_Work order_
Write out the passage about My Stroke of Insight word for word, between "The book goes" and "the left hemisphere?", inclusive.

_Quoted passage_
+--

“One of the greatest blessings I received as a result of this hemorrhage is that I had a chance to rejuvenate and strengthen my neurocircuits of innocence and inner joy.” — Jill Bolte Taylor, My Stroke of Insight
In 1996, neuroscientist Jill Bolte Taylor suffered a massive brain bleed in the left hemisphere of her brain (the analytical side). It took eight years to fully recover. While obviously one of life’s little ironies that a brain scientist has a stroke, it also was an enormous life-altering experience, and I think Taylor believes it to be for the better. Taylor describes her physical and mental reactions as the stroke occurs and shuts down her mental reasoning bit by bit. She experiences bliss and Nirvana as her right hemisphere was allowed free rein of expression and feeling, of losing the boundary between self and other, which Taylor describes exquisitely.
The book goes beyond the disease of the month and explores the functions of the brain in defining ourselves and our relationship to the world and the universe. Without really mentioning God, the book delves into what our brains are doing as we believe in God. Is God in our neurons? Our soul? And where is our soul — the left or right side of the brain? The right side, the feeling side, would be the natural seat of God, but what if, God being unexpected and all, God is to be found in the left hemisphere?

+--

_Source data_
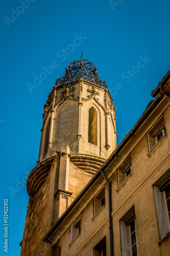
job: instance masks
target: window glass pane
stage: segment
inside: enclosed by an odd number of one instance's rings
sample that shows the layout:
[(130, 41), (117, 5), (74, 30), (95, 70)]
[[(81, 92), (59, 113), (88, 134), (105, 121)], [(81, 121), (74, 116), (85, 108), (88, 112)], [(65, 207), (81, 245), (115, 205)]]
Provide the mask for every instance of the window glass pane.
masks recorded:
[(170, 184), (165, 189), (166, 199), (167, 202), (167, 210), (170, 220)]
[(136, 244), (136, 232), (134, 231), (132, 234), (131, 234), (131, 240), (132, 240), (132, 246)]
[(106, 256), (106, 250), (104, 250), (102, 251), (102, 256)]
[(157, 136), (157, 141), (158, 142), (159, 140), (163, 137), (162, 131)]
[(134, 231), (135, 231), (135, 221), (134, 220), (132, 221), (130, 223), (131, 225), (131, 233), (133, 233)]
[(137, 256), (137, 246), (136, 244), (135, 244), (132, 247), (132, 256)]
[(127, 170), (126, 172), (126, 177), (128, 176), (128, 175), (131, 173), (131, 167), (129, 167), (128, 169), (127, 169)]
[(105, 197), (103, 197), (101, 200), (101, 207), (105, 204)]

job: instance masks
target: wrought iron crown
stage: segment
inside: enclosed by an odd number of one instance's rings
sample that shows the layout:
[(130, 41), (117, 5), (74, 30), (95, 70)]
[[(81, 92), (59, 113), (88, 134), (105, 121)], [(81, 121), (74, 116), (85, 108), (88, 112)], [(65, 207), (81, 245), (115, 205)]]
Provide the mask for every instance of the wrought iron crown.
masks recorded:
[(86, 59), (80, 59), (70, 63), (65, 69), (64, 76), (57, 79), (56, 86), (65, 84), (82, 78), (108, 89), (105, 81), (98, 77), (97, 69), (92, 63)]

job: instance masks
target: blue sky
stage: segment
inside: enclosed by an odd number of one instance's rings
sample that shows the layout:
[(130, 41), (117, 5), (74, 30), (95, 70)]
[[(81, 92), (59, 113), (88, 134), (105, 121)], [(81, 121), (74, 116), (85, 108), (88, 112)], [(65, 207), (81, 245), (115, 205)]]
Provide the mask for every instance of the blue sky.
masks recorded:
[(170, 2), (2, 0), (1, 6), (0, 255), (7, 254), (8, 198), (8, 255), (17, 256), (29, 200), (26, 178), (38, 160), (43, 105), (53, 85), (83, 52), (113, 98), (118, 144), (169, 69)]

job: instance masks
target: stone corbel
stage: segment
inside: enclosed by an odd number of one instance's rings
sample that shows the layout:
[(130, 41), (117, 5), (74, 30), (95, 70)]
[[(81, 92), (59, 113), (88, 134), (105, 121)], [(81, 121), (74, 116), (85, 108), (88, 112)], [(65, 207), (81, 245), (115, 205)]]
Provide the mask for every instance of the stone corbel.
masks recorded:
[(81, 134), (78, 134), (78, 135), (77, 135), (77, 137), (78, 137), (78, 140), (80, 140), (80, 139), (82, 137), (82, 136), (81, 136)]
[(105, 147), (106, 150), (108, 150), (108, 149), (110, 147), (110, 145), (107, 144), (107, 145), (106, 145), (106, 146), (105, 146)]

+--

_Solved problem_
The book goes beyond the disease of the month and explores the functions of the brain in defining ourselves and our relationship to the world and the universe. Without really mentioning God, the book delves into what our brains are doing as we believe in God. Is God in our neurons? Our soul? And where is our soul — the left or right side of the brain? The right side, the feeling side, would be the natural seat of God, but what if, God being unexpected and all, God is to be found in the left hemisphere?